## Required task:
Would you retype, word for word, the line with "Q: For each instance of the player's open" and every line after it through the end of the records below?

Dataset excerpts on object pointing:
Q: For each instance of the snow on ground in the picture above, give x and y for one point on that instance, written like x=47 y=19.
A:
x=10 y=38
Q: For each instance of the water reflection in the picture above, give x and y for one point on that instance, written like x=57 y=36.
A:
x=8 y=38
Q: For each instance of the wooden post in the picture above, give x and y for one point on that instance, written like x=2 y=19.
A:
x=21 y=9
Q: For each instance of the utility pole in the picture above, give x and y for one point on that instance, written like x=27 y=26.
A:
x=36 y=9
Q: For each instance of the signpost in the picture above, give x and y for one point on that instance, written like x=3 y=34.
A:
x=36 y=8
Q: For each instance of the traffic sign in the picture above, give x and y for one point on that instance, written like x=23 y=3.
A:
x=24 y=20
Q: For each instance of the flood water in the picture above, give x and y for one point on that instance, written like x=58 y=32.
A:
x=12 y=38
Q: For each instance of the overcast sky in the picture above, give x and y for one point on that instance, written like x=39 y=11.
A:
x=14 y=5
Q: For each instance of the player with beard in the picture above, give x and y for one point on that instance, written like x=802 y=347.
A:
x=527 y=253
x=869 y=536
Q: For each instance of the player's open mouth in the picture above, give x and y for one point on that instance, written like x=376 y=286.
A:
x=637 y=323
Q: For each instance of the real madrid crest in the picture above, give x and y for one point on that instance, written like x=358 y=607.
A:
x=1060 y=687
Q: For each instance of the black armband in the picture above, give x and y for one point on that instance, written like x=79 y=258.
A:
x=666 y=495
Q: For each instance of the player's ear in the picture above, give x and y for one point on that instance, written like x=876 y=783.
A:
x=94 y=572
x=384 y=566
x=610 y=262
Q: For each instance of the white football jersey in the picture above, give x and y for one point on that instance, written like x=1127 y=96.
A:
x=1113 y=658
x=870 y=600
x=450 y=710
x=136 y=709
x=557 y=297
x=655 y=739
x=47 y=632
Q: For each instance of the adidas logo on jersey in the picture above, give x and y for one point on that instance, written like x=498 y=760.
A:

## Task solution:
Q: For each instance of the player's open mouth in the picture above, give x and y for one point on that instance, written like x=376 y=286.
A:
x=637 y=323
Q: For each instance of the real madrid crest in the picture above, give x and y for one point on that instance, written like x=358 y=607.
A:
x=1060 y=687
Q: For each instance of the black armband in the picture above, give x and y for one point on that instance, written like x=79 y=258.
A:
x=666 y=495
Q: For each instance of the player's ear in the picture above, give x and y for one point on that instance, written like x=876 y=783.
A:
x=94 y=572
x=384 y=566
x=610 y=262
Q: For each instance of the white football jersey in the picture above, give x and y for one point on that instance, written like x=1127 y=96.
A:
x=1113 y=658
x=870 y=600
x=450 y=710
x=136 y=709
x=557 y=297
x=655 y=739
x=47 y=632
Q: For each instance of the adidas logo on jersey in the picture above, give x and y for one point on that instance, written like x=498 y=760.
A:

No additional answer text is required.